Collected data
━━━━

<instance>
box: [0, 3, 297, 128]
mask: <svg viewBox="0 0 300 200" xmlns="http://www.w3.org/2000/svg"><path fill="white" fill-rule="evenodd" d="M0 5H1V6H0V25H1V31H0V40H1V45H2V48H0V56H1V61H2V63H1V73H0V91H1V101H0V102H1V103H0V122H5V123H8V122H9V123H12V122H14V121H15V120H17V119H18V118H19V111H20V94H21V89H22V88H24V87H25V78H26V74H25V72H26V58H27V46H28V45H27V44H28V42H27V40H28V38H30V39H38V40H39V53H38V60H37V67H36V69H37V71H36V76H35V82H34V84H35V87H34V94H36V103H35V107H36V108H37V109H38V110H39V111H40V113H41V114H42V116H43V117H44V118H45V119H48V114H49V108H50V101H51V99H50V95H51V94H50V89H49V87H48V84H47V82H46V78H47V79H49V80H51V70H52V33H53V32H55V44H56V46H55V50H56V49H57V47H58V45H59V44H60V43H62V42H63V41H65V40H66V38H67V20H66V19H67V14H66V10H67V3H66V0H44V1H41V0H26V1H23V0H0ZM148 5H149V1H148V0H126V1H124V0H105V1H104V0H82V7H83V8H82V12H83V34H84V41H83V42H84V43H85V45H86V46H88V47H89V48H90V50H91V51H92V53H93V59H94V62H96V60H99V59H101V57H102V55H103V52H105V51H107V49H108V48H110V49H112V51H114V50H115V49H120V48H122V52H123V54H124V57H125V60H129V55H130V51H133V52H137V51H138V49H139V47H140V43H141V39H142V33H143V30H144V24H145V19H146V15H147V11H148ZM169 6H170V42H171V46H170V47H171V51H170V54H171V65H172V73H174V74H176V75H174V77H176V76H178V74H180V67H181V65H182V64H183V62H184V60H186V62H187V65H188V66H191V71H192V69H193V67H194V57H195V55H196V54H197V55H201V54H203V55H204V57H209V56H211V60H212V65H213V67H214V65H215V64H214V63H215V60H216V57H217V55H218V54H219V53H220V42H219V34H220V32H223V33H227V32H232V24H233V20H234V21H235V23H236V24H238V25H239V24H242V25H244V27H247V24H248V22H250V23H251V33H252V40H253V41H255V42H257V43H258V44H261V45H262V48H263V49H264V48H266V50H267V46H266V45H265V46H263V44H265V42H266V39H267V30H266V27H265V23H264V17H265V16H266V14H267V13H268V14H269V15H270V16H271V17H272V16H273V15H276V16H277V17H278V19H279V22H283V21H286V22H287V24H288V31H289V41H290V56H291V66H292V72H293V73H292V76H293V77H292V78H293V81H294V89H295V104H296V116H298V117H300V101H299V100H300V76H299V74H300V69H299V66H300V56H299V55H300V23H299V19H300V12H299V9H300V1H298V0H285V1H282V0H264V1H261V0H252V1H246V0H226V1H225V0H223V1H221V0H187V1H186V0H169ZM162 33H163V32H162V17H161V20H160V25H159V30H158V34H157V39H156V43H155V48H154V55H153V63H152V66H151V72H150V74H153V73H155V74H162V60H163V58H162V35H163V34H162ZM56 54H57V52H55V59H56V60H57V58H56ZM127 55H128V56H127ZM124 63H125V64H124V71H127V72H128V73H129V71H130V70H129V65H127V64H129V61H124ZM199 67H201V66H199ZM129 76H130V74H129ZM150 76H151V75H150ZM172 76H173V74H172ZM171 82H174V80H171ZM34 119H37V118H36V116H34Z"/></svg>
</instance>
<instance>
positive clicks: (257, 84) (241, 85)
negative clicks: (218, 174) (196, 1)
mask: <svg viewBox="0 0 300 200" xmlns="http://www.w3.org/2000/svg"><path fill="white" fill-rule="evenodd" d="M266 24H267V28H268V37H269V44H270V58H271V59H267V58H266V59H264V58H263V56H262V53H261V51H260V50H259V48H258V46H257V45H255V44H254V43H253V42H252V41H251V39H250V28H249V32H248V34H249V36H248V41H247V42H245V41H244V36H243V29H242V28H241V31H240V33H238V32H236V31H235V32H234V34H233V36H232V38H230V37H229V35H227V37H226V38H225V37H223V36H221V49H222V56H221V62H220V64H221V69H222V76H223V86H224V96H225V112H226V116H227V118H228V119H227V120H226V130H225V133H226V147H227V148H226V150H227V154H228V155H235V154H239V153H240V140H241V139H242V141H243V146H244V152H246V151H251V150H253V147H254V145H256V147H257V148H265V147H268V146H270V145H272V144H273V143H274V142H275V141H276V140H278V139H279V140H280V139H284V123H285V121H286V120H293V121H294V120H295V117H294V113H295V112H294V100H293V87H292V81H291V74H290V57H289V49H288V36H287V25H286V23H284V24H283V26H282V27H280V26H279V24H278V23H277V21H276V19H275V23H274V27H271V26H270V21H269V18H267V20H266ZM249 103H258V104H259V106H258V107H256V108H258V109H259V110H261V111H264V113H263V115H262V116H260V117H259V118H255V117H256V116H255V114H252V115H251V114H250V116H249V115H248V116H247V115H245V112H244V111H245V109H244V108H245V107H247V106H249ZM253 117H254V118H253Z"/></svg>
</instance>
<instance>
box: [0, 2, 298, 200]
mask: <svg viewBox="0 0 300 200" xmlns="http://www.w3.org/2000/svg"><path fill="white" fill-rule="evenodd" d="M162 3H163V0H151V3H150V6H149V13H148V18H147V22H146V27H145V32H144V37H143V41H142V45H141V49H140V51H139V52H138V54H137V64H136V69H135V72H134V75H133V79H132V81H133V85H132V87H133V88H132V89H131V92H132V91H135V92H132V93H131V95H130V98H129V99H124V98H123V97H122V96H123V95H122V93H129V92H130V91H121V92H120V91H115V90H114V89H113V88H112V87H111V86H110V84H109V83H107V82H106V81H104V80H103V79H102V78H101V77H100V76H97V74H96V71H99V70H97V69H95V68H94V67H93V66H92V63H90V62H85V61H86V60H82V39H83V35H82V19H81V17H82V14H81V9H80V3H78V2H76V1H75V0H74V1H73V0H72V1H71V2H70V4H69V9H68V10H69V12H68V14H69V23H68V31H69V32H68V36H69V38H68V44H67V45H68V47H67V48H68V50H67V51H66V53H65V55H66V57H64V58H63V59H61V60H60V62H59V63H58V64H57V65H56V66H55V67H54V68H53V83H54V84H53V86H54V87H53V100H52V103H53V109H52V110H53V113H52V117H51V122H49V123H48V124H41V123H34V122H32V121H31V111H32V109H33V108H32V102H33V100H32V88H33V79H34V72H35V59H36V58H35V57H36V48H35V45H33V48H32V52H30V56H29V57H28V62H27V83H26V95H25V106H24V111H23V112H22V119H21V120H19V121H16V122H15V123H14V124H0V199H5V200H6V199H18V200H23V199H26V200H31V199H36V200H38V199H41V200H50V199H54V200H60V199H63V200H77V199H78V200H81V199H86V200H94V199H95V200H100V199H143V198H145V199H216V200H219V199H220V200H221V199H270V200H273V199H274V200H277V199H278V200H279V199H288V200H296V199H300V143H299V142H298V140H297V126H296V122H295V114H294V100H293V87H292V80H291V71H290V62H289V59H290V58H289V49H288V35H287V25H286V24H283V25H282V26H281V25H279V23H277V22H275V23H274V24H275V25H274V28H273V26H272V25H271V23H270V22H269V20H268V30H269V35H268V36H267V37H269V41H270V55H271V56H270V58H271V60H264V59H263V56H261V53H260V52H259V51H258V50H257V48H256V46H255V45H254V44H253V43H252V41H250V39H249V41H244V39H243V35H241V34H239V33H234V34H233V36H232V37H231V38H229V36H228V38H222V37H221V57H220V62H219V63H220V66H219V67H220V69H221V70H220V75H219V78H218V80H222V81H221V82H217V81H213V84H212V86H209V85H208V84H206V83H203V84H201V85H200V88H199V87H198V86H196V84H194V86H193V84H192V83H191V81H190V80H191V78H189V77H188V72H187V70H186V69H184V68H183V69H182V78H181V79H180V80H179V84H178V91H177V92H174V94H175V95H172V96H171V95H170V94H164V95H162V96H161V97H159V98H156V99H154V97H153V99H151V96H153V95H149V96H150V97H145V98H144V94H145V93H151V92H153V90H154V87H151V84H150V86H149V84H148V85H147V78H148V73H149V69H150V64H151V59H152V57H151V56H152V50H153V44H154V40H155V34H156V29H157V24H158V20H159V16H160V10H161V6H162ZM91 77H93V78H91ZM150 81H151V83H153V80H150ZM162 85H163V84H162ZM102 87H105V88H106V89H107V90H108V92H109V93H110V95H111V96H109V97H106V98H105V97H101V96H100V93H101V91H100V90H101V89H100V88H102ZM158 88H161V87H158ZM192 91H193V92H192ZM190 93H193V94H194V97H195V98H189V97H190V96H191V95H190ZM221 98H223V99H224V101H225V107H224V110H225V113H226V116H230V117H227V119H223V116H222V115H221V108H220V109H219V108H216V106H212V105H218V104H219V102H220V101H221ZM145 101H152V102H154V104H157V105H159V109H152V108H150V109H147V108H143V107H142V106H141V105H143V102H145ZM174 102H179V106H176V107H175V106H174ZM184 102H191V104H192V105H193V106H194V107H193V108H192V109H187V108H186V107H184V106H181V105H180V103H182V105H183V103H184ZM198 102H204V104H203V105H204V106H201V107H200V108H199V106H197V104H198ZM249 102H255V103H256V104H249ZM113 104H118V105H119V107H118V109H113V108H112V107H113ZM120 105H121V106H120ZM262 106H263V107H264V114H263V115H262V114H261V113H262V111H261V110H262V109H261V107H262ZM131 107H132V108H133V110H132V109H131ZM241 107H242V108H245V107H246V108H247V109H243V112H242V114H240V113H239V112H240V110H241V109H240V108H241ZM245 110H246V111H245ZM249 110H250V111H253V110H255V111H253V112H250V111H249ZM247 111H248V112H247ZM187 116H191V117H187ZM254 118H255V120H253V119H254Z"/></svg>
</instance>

━━━━

- Problem description -
Collect every line in the material above that contains the string "clicks". Match case exactly.

- Solved problem -
positive clicks: (257, 84) (241, 85)
negative clicks: (218, 174) (196, 1)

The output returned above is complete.